The common factor amongst all startups is the need to grow a valued and sustainable long term business. In so doing, many startups focus on seeking the right investors to raise capital for the business and seek to hire a good management which is usually a Chief Executive Officer (CEO), who is experienced in the objectives of the business. While this is significant, a good business that will stand the test of time must give great consideration to the guiding principles of corporate governance from the formative stages of the Company. Corporate Governance is a major promoter of business prosperity and corporate accountability in any jurisdiction of the world, irrespective of the type of company or the industry within which the company operates.

● **EXTRACTED DATA**:

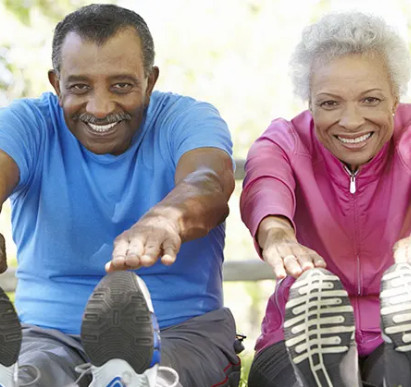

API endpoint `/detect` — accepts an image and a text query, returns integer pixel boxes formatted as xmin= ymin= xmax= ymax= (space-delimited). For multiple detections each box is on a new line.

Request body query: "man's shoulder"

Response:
xmin=0 ymin=92 xmax=61 ymax=118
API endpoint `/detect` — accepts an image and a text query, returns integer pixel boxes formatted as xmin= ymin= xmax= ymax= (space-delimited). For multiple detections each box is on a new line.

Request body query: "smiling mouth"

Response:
xmin=335 ymin=132 xmax=374 ymax=144
xmin=87 ymin=121 xmax=121 ymax=133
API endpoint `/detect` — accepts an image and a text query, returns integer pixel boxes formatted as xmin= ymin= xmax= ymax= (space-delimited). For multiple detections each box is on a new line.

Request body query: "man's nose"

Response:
xmin=339 ymin=104 xmax=365 ymax=130
xmin=86 ymin=90 xmax=115 ymax=118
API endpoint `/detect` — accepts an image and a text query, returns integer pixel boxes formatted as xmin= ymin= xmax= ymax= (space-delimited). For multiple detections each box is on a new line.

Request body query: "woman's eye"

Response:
xmin=363 ymin=97 xmax=381 ymax=105
xmin=320 ymin=100 xmax=338 ymax=109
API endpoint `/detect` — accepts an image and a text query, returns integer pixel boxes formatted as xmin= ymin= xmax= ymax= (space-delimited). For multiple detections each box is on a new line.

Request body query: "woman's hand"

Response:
xmin=393 ymin=235 xmax=411 ymax=263
xmin=257 ymin=216 xmax=326 ymax=279
xmin=0 ymin=234 xmax=7 ymax=274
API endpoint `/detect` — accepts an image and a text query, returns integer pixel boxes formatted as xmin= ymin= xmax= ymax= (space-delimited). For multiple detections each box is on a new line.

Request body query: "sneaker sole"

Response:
xmin=81 ymin=271 xmax=159 ymax=374
xmin=284 ymin=268 xmax=355 ymax=387
xmin=380 ymin=263 xmax=411 ymax=352
xmin=0 ymin=288 xmax=22 ymax=367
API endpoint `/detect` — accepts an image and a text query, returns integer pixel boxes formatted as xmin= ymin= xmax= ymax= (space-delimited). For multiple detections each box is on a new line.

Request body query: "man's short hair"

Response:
xmin=52 ymin=4 xmax=154 ymax=75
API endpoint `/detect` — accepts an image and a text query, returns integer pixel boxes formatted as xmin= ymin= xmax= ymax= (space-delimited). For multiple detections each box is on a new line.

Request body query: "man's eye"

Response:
xmin=113 ymin=82 xmax=133 ymax=92
xmin=69 ymin=83 xmax=89 ymax=93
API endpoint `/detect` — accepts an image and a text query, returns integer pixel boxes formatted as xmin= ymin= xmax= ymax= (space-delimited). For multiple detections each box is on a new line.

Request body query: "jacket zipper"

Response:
xmin=344 ymin=165 xmax=359 ymax=195
xmin=344 ymin=165 xmax=361 ymax=296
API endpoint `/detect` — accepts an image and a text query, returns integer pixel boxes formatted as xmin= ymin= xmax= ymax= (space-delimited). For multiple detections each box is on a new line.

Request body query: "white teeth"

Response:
xmin=88 ymin=122 xmax=118 ymax=133
xmin=337 ymin=133 xmax=372 ymax=144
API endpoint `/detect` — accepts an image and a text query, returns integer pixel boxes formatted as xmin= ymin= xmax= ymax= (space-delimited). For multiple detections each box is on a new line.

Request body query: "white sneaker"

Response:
xmin=284 ymin=268 xmax=360 ymax=387
xmin=0 ymin=288 xmax=21 ymax=387
xmin=78 ymin=271 xmax=178 ymax=387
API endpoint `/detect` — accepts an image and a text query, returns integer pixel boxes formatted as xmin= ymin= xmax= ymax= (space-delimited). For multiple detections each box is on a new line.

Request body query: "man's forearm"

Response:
xmin=144 ymin=169 xmax=234 ymax=242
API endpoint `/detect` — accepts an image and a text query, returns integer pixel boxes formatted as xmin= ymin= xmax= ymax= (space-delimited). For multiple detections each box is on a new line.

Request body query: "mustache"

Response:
xmin=72 ymin=112 xmax=131 ymax=125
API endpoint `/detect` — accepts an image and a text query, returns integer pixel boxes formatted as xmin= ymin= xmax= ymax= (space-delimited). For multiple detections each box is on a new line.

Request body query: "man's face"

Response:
xmin=49 ymin=28 xmax=158 ymax=155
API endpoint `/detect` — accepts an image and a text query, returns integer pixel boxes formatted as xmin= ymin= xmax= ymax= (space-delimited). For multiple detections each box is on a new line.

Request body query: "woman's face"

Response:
xmin=310 ymin=55 xmax=398 ymax=171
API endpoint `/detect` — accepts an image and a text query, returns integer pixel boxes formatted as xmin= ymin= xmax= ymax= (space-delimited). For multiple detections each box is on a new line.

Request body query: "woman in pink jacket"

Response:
xmin=241 ymin=12 xmax=411 ymax=387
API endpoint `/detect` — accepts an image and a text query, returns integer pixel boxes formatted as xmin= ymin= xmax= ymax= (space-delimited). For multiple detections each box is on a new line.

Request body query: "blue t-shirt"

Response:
xmin=0 ymin=92 xmax=232 ymax=334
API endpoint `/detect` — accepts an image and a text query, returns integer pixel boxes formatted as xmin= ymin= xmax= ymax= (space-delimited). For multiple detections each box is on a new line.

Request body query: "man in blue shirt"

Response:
xmin=0 ymin=5 xmax=240 ymax=387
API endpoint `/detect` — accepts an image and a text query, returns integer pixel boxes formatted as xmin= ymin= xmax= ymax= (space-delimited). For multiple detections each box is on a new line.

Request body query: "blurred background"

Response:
xmin=0 ymin=0 xmax=411 ymax=382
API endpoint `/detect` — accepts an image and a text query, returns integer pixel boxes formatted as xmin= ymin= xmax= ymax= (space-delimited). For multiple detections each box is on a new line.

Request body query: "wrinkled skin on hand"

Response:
xmin=106 ymin=213 xmax=181 ymax=272
xmin=0 ymin=234 xmax=7 ymax=273
xmin=394 ymin=235 xmax=411 ymax=264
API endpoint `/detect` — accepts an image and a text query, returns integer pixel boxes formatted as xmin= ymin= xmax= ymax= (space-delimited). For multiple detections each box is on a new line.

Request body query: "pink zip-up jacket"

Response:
xmin=240 ymin=104 xmax=411 ymax=355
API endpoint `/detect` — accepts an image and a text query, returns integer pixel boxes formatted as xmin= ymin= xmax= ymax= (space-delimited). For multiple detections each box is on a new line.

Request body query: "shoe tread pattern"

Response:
xmin=81 ymin=271 xmax=154 ymax=374
xmin=284 ymin=268 xmax=355 ymax=387
xmin=380 ymin=263 xmax=411 ymax=352
xmin=0 ymin=288 xmax=22 ymax=367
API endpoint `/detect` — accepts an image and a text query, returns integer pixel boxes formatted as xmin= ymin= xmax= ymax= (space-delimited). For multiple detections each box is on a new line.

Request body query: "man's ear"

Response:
xmin=48 ymin=70 xmax=61 ymax=103
xmin=146 ymin=66 xmax=160 ymax=101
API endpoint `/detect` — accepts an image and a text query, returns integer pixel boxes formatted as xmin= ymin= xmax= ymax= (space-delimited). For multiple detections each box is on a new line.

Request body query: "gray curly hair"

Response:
xmin=290 ymin=12 xmax=411 ymax=100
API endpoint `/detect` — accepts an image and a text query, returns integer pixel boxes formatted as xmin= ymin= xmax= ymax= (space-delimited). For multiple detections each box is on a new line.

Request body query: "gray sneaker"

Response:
xmin=0 ymin=288 xmax=21 ymax=387
xmin=284 ymin=268 xmax=360 ymax=387
xmin=380 ymin=263 xmax=411 ymax=386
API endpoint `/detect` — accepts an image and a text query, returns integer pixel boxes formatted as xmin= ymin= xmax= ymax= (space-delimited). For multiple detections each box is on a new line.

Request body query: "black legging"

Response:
xmin=248 ymin=341 xmax=384 ymax=387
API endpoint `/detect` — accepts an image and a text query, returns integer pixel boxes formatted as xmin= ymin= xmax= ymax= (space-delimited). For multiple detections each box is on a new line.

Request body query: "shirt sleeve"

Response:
xmin=169 ymin=99 xmax=232 ymax=165
xmin=240 ymin=121 xmax=296 ymax=256
xmin=0 ymin=100 xmax=45 ymax=191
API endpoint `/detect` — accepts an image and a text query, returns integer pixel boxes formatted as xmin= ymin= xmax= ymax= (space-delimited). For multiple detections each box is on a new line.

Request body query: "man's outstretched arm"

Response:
xmin=106 ymin=148 xmax=234 ymax=272
xmin=0 ymin=150 xmax=19 ymax=273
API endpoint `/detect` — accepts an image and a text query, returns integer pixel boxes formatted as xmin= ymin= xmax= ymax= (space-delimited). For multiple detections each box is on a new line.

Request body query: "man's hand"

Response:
xmin=258 ymin=216 xmax=326 ymax=279
xmin=0 ymin=234 xmax=7 ymax=274
xmin=106 ymin=210 xmax=181 ymax=272
xmin=394 ymin=235 xmax=411 ymax=263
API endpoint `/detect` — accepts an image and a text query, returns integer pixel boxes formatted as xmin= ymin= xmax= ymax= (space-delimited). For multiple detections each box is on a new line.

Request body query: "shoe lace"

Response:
xmin=74 ymin=363 xmax=180 ymax=387
xmin=158 ymin=366 xmax=180 ymax=387
xmin=18 ymin=364 xmax=41 ymax=387
xmin=74 ymin=363 xmax=93 ymax=385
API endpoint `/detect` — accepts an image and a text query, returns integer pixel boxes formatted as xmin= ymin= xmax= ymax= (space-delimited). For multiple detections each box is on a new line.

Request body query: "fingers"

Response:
xmin=0 ymin=234 xmax=7 ymax=274
xmin=394 ymin=237 xmax=411 ymax=263
xmin=263 ymin=246 xmax=326 ymax=279
xmin=105 ymin=227 xmax=181 ymax=273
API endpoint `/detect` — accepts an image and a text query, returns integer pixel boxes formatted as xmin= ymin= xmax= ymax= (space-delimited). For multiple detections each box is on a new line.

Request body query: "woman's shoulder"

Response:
xmin=261 ymin=110 xmax=314 ymax=151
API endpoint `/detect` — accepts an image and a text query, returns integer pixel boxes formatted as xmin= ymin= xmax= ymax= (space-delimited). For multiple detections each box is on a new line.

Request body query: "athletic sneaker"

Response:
xmin=284 ymin=268 xmax=360 ymax=387
xmin=0 ymin=288 xmax=21 ymax=387
xmin=380 ymin=263 xmax=411 ymax=386
xmin=79 ymin=271 xmax=178 ymax=387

● **OBJECTIVE**: In the text on startups and corporate governance, what does the good management that startups seek to hire usually consist of?

● **OUTPUT**: A Chief Executive Officer (CEO) who is experienced in the objectives of the business.